— Start of RECORDS SUPPLIED —

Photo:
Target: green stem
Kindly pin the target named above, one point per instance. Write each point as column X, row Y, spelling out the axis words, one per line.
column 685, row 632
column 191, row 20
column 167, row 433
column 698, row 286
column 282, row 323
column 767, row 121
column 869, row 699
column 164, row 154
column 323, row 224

— End of RECORDS SUPPLIED —

= EXERCISE GOAL =
Retype the lines above word for word, with every character and line break unchanged.

= SOLVED PROBLEM =
Photo:
Target: green stem
Kindly pin the target named above, one point per instance. Write each point as column X, row Y, spelling out the axis words, one per line.
column 685, row 632
column 191, row 20
column 167, row 433
column 698, row 286
column 282, row 323
column 767, row 121
column 869, row 699
column 164, row 154
column 323, row 224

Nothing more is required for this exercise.